## Start Recorded data

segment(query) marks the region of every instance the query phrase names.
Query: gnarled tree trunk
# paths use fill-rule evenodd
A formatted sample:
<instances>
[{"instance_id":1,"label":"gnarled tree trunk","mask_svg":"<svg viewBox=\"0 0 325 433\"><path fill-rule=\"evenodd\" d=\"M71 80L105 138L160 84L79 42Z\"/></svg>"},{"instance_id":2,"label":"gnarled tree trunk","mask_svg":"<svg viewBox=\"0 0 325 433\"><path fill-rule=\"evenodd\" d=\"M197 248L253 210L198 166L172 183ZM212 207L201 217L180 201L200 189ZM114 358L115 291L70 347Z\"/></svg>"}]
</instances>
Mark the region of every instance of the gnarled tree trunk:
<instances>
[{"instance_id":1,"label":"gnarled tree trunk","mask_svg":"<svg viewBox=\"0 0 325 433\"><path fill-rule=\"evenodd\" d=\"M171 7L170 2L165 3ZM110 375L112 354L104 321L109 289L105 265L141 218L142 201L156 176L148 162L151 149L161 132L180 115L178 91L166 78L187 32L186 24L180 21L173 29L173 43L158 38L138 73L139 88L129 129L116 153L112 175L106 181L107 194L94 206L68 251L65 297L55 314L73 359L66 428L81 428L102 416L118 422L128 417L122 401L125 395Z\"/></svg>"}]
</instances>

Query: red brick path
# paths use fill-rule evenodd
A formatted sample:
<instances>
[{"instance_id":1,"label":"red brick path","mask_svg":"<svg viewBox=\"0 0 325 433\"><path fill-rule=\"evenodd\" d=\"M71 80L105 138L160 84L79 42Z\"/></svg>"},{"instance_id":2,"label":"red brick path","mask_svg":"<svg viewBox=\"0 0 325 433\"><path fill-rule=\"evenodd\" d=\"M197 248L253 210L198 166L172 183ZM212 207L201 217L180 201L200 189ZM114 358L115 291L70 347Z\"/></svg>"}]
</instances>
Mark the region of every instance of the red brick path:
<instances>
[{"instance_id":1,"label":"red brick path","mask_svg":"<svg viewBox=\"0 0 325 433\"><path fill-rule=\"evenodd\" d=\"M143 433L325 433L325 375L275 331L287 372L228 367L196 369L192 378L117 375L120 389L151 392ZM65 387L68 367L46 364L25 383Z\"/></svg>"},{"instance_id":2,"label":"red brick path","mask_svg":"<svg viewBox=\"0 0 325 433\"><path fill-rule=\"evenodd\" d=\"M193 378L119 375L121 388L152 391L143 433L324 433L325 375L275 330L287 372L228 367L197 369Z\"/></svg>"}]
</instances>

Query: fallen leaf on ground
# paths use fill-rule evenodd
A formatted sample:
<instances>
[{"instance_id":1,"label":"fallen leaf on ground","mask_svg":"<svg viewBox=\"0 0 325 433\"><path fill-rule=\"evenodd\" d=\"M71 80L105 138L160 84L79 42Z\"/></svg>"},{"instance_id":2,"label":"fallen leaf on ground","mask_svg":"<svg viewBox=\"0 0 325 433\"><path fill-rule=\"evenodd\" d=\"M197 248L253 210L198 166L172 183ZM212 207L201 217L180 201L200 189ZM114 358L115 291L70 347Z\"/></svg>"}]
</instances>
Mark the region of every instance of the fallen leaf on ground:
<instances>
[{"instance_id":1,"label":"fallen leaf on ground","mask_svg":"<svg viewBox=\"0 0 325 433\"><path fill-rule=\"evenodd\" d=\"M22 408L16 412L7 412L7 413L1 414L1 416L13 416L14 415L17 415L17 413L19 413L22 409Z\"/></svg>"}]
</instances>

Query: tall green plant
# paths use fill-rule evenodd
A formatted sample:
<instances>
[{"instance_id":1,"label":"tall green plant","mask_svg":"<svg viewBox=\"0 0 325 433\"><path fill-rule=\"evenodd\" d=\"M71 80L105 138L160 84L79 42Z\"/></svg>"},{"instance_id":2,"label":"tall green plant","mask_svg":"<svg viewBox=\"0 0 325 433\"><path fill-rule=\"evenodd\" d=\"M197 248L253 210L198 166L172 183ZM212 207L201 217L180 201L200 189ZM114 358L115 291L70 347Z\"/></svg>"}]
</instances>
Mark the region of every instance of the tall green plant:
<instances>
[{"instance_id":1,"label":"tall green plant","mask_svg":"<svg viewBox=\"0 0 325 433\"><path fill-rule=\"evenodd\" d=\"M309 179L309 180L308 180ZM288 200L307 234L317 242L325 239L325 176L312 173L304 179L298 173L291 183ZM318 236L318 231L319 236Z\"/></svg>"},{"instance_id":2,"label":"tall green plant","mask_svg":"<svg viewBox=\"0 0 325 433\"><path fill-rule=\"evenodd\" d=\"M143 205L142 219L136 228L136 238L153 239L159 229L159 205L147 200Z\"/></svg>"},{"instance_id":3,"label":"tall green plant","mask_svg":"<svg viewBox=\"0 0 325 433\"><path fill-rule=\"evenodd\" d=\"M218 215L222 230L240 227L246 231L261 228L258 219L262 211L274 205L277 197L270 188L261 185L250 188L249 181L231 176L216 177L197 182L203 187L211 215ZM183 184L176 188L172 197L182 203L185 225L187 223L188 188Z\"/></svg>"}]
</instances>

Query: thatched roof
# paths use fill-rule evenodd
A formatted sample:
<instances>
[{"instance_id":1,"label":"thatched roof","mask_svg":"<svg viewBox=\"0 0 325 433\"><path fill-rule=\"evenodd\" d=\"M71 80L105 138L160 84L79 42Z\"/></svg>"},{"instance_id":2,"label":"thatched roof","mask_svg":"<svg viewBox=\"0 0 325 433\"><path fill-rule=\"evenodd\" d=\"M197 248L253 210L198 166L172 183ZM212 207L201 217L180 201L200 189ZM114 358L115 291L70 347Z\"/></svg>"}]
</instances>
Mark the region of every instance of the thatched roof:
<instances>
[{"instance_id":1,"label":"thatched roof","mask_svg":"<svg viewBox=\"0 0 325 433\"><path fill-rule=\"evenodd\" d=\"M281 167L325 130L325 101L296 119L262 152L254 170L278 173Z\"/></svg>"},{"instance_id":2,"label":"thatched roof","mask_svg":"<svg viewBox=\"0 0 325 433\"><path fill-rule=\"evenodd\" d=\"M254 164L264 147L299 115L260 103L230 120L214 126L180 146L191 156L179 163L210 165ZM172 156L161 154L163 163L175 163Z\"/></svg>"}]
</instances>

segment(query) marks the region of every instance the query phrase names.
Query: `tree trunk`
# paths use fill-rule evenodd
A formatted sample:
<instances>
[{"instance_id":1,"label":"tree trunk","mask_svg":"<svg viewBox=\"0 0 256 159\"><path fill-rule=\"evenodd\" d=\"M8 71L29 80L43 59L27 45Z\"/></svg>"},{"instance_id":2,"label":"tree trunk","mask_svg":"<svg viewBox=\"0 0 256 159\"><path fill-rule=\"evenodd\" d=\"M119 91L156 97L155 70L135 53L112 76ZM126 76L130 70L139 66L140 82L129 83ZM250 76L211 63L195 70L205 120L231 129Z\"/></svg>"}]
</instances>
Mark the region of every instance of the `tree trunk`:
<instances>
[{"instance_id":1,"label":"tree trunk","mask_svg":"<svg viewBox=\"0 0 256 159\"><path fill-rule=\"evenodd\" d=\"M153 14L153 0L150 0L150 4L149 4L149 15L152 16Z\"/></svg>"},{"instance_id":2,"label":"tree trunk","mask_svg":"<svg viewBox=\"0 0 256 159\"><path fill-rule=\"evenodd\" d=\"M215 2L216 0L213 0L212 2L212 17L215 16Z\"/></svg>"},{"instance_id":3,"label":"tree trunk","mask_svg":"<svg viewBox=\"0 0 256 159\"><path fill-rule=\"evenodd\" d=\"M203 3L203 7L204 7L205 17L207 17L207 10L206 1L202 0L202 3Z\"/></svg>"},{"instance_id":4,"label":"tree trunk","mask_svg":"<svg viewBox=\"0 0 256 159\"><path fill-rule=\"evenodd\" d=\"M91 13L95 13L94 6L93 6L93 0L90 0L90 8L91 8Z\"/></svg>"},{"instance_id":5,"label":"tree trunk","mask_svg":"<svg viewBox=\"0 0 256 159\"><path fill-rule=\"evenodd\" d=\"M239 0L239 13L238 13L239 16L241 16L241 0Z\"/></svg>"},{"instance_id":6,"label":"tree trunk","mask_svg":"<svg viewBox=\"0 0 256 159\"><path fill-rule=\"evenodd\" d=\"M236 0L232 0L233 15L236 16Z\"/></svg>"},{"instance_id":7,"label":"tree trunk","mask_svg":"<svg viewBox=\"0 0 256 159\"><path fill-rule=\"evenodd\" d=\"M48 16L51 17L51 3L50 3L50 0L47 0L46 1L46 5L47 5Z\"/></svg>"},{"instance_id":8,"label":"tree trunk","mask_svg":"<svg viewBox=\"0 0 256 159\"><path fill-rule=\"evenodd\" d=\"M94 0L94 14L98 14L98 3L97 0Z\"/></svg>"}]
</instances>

## End Recorded data

Present the stretch of the data from its start through the line containing "Mark the region of every instance of the gnarled" as a numbered list, leaving out any blank lines.

1. segment(query) marks the region of every instance the query phrase names.
2. Query: gnarled tree trunk
3. # paths use fill-rule evenodd
4. A formatted sample:
5. <instances>
6. [{"instance_id":1,"label":"gnarled tree trunk","mask_svg":"<svg viewBox=\"0 0 325 433\"><path fill-rule=\"evenodd\" d=\"M71 80L105 138L160 84L79 42Z\"/></svg>"},{"instance_id":2,"label":"gnarled tree trunk","mask_svg":"<svg viewBox=\"0 0 325 433\"><path fill-rule=\"evenodd\" d=\"M197 248L253 210L198 166L172 183ZM212 207L201 217L180 201L200 189ZM114 358L115 291L70 347Z\"/></svg>"}]
7. </instances>
8. Mark the region of every instance of the gnarled tree trunk:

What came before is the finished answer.